##### Supplied material #####
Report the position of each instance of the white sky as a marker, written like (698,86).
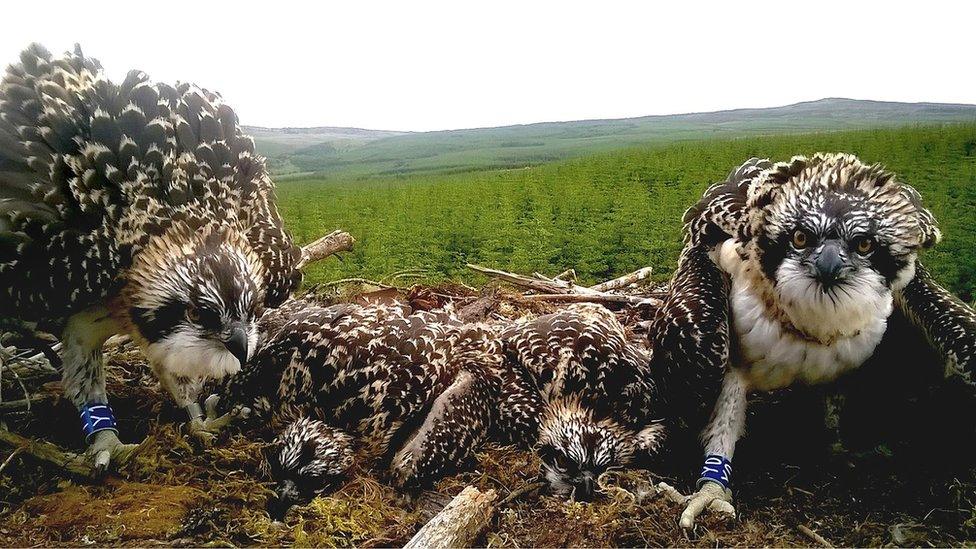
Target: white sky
(425,66)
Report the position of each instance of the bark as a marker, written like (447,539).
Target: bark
(460,522)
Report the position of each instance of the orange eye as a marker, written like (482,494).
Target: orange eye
(800,239)
(863,245)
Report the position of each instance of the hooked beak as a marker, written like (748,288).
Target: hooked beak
(237,344)
(584,490)
(829,264)
(286,496)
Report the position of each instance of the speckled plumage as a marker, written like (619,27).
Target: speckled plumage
(755,305)
(578,388)
(416,390)
(134,207)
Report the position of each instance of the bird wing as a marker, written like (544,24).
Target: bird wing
(691,331)
(719,214)
(947,323)
(55,188)
(90,170)
(691,339)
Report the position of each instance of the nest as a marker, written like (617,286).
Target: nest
(175,494)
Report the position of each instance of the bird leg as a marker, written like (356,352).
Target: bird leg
(204,423)
(457,423)
(724,429)
(83,378)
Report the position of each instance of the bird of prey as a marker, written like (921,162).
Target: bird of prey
(414,391)
(135,208)
(578,389)
(792,273)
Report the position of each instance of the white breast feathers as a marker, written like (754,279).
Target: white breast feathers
(800,337)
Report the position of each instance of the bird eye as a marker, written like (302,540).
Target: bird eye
(800,239)
(193,314)
(203,317)
(864,245)
(561,462)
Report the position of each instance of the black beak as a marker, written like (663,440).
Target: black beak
(584,490)
(237,344)
(830,264)
(286,496)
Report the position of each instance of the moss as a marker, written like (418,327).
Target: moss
(176,494)
(119,511)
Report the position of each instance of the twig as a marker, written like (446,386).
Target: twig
(51,453)
(814,536)
(332,243)
(23,404)
(10,458)
(554,289)
(521,491)
(596,298)
(537,284)
(624,281)
(459,523)
(357,280)
(569,275)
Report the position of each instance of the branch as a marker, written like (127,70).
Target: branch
(596,298)
(51,453)
(806,531)
(623,281)
(539,284)
(332,243)
(459,523)
(554,289)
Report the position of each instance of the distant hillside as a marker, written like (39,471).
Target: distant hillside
(373,152)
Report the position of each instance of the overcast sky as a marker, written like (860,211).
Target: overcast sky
(426,66)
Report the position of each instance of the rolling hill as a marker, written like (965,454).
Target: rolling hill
(365,153)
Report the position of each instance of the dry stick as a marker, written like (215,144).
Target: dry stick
(332,243)
(356,280)
(814,536)
(521,491)
(539,285)
(459,523)
(10,458)
(595,298)
(560,290)
(24,404)
(568,275)
(623,281)
(51,453)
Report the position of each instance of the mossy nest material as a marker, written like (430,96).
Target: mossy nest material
(175,494)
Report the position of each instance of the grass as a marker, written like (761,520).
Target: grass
(370,153)
(605,214)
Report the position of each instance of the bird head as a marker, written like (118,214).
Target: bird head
(575,449)
(307,458)
(833,238)
(196,299)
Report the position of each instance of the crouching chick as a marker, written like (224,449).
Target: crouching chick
(577,389)
(413,393)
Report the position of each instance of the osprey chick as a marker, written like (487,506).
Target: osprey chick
(415,390)
(136,208)
(579,390)
(789,274)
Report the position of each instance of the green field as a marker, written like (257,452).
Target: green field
(355,152)
(605,214)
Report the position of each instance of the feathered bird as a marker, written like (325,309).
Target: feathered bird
(415,390)
(138,208)
(307,458)
(791,273)
(577,388)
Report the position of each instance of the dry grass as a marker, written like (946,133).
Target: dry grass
(175,494)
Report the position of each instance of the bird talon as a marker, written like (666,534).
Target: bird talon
(711,496)
(106,451)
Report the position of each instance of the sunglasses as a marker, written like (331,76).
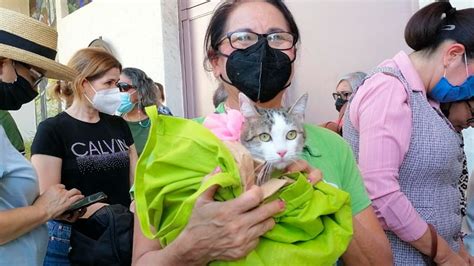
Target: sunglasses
(124,87)
(343,95)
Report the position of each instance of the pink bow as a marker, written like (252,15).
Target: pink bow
(225,126)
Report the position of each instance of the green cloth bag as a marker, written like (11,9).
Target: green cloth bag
(314,229)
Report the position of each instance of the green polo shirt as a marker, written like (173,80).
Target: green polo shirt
(331,154)
(11,129)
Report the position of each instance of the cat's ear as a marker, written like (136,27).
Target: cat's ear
(247,106)
(300,105)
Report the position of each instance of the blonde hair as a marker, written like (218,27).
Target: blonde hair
(90,64)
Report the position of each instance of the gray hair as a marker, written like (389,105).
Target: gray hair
(220,95)
(148,93)
(355,79)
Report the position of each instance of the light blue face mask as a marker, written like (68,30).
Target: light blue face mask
(126,104)
(444,91)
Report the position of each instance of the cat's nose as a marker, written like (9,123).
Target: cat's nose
(281,153)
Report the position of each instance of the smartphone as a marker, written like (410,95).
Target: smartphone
(87,201)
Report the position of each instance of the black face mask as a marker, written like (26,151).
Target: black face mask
(260,72)
(14,95)
(340,103)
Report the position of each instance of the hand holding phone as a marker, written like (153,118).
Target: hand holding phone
(87,201)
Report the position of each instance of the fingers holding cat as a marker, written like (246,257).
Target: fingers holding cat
(314,174)
(228,230)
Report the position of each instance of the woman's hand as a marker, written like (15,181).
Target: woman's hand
(56,199)
(225,230)
(451,258)
(7,71)
(314,175)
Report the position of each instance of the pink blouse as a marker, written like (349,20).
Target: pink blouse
(381,114)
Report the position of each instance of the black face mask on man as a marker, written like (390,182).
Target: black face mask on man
(260,72)
(14,95)
(340,103)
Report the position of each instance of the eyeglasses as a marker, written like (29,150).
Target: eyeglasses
(470,121)
(343,95)
(124,87)
(244,39)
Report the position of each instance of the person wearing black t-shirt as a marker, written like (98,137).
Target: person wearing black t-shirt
(86,147)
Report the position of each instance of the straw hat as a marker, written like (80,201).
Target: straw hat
(27,40)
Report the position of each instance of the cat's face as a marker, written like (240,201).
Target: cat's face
(274,135)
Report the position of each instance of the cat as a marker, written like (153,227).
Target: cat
(275,136)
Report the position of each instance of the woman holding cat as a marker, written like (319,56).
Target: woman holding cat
(408,153)
(241,36)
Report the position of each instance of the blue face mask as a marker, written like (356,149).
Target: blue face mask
(126,104)
(444,91)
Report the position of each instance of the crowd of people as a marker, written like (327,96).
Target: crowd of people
(400,158)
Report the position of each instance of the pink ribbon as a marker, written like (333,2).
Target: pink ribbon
(226,126)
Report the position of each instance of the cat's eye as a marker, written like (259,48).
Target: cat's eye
(265,137)
(291,135)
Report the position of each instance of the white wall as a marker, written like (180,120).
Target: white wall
(339,37)
(134,30)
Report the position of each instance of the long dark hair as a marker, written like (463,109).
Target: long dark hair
(437,22)
(218,23)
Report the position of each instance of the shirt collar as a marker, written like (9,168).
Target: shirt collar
(403,61)
(409,72)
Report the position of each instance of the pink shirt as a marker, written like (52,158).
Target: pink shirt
(381,114)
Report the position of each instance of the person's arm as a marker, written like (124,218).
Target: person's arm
(369,244)
(216,231)
(132,153)
(52,204)
(48,169)
(14,91)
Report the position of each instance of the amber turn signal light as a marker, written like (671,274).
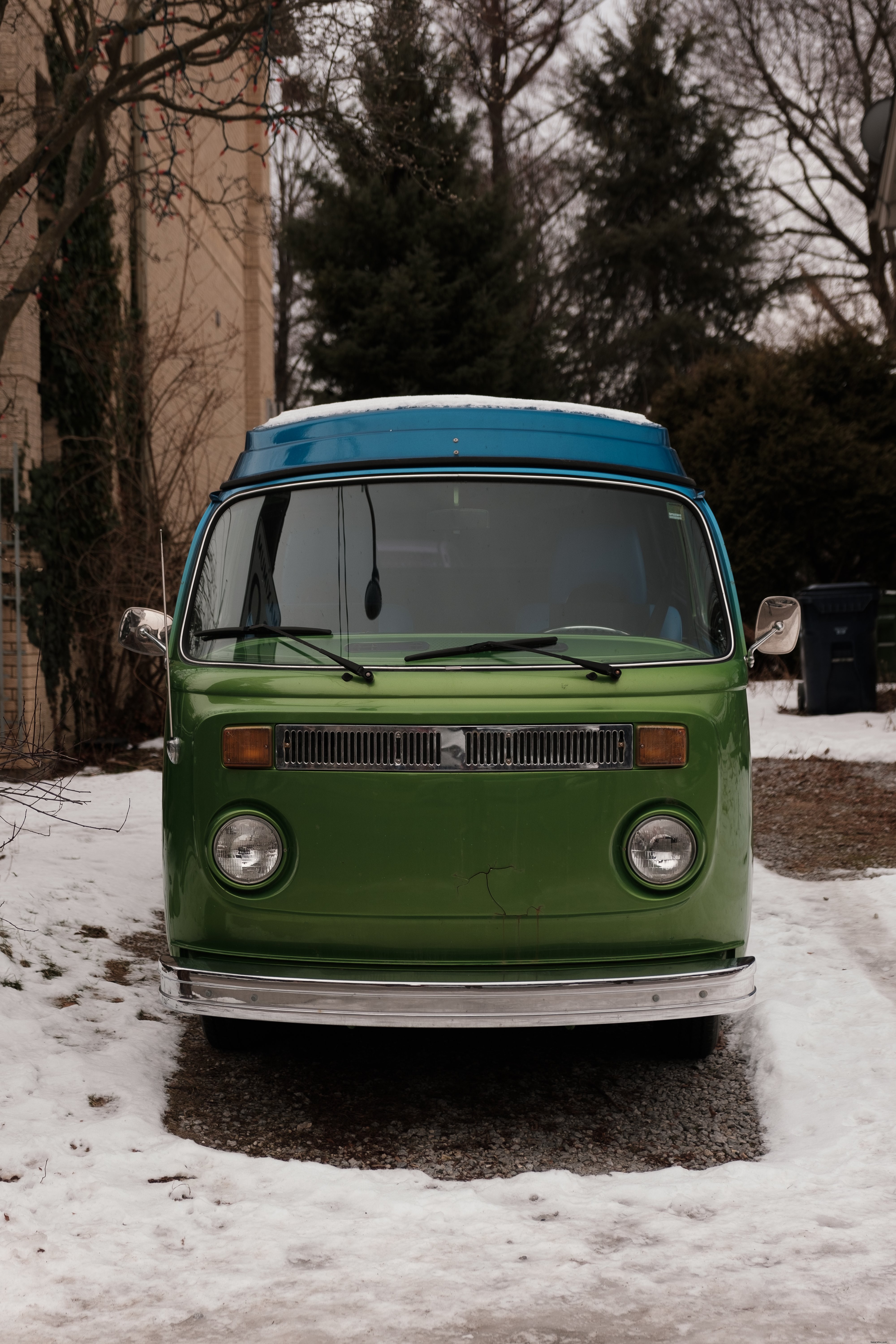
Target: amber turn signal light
(246,749)
(663,745)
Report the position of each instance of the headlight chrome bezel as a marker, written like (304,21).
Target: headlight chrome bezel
(671,885)
(237,884)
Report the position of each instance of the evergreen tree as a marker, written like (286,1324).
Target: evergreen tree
(417,272)
(663,263)
(69,511)
(796,454)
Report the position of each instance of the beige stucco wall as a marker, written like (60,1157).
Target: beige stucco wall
(21,57)
(207,280)
(205,284)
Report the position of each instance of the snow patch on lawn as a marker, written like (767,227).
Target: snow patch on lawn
(840,737)
(796,1247)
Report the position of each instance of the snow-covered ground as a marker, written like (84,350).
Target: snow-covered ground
(840,737)
(799,1247)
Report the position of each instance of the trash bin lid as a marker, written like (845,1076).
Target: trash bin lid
(839,597)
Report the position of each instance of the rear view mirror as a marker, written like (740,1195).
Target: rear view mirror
(777,627)
(144,631)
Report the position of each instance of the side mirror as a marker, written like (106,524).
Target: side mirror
(777,627)
(144,631)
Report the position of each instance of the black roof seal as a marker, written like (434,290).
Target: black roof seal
#####
Task prompt » In the entries above, find the line holding "Report the position of each instance of the blonde" and the line holding "Report the position of each instance of the cat's nose", then retype exactly those two lines and every line between them, and nothing else.

Result »
Report the position of each instance of the blonde hair as a marker, written like (218,27).
Target: blonde hair
(90,64)
Report the position of each instance of the gray hair as a marker, written like (389,105).
Target: gray hair
(220,95)
(148,93)
(355,79)
Report the position of each instance of the light blue face mask as a marker, written like (68,30).
Target: light blue face mask
(126,104)
(444,91)
Report the position of each instance of the cat's nose as a marker, written like (9,123).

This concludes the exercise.